C'est pourquoi ce texte améliore les choses. Les députés du Nouveau Centre lui apportent leur soutien, et veulent en particulier féliciter le rapporteur pour la qualité de ses travaux. (Applaudissements sur les bancs du groupe UMP.)
Madame la présidente, monsieur le ministre, monsieur le rapporteur, mes chers collègues, le texte examiné aujourd'hui vise à amoindrir le risque de récidive en matière criminelle. Il apporte une réponse appropriée aux craintes légitimes de nos concitoyens : en effet, comment tolérer que des individus condamnés, une ou plusieurs fois, continuent de porter atteinte à leur sécurité ? Quelle société peut accepter que les mêmes criminels continuent encore et encore à tuer ou à violer ?
Car derrière l'examen de ce texte, il y a des victimes. Nous devons penser à cette jeune femme, violée puis tuée par un violeur récidiviste tout juste sorti de prison, ou encore à cet enfant de cinq ans agressé par un violeur déjà condamné et incarcéré.
Il est de notre devoir de les protéger. Nous ne pouvons plus accepter des sorties pures et simples de détenus dont nous soupçonnons qu'ils vont récidiver.
Le Gouvernement et notre majorité ont déjà fait beaucoup, notamment avec la loi sur les peines planchers. Mais nous devons aller plus loin. Le projet de loi qui nous est présenté consolide les mesures de sûreté prévues par la loi du 25 février 2008, en prévoyant un meilleur suivi des criminels qui demeurent dangereux à leur sortie de prison. Lorsque les individus sont susceptibles de récidiver, la peine de prison doit être complétée par d'autres mesures, adaptées au profil des délinquants. Pour cela, le suivi est la réponse la plus efficace : un suivi judiciaire, mais également un suivi médical et psychiatrique quand cela est nécessaire.
Grâce à l'excellent travail de notre rapporteur, Jean-Paul Garraud, que je salue, le texte initial a été considérablement enrichi en première lecture par l'Assemblée nationale, notamment en renforçant les obligations auxquelles peuvent être soumis, après leur libération, les criminels condamnés à de lourdes peines. Le Sénat a également apporté de réelles améliorations au texte.
Le nombre d'articles est passé de neuf dans le projet de loi initial à vingt-deux. Parmi ces vingt-deux articles, six ont été adoptés conformes par le Sénat.
Le projet de loi vient tout d'abord clarifier les conditions de placement en rétention de sûreté, comme nous y avait invités le Conseil constitutionnel. Le placement en rétention de sûreté supposera que l'intéressé ait été en mesure de bénéficier, pendant sa détention, d'une prise en charge médicale, sociale ou psychologique adaptée.

> **Votre tâche**
Veuillez réécrire le passage de l'extrait qui va de « Grâce à l'excellent » jusqu'à « ou psychologique adaptée. », en y remplaçant « rétention de sûreté » par « surveillance de sûreté ». Les enregistrements n'ont aucun rôle à jouer ici.

> **Enregistrements fournis**
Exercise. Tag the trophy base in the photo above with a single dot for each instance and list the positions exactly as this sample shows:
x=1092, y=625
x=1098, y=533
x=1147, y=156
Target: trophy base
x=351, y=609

> **Résultat attendu**
Grâce à l'excellent travail de notre rapporteur, Jean-Paul Garraud, que je salue, le texte initial a été considérablement enrichi en première lecture par l'Assemblée nationale, notamment en renforçant les obligations auxquelles peuvent être soumis, après leur libération, les criminels condamnés à de lourdes peines. Le Sénat a également apporté de réelles améliorations au texte.
Le nombre d'articles est passé de neuf dans le projet de loi initial à vingt-deux. Parmi ces vingt-deux articles, six ont été adoptés conformes par le Sénat.
Le projet de loi vient tout d'abord clarifier les conditions de placement en surveillance de sûreté, comme nous y avait invités le Conseil constitutionnel. Le placement en surveillance de sûreté supposera que l'intéressé ait été en mesure de bénéficier, pendant sa détention, d'une prise en charge médicale, sociale ou psychologique adaptée.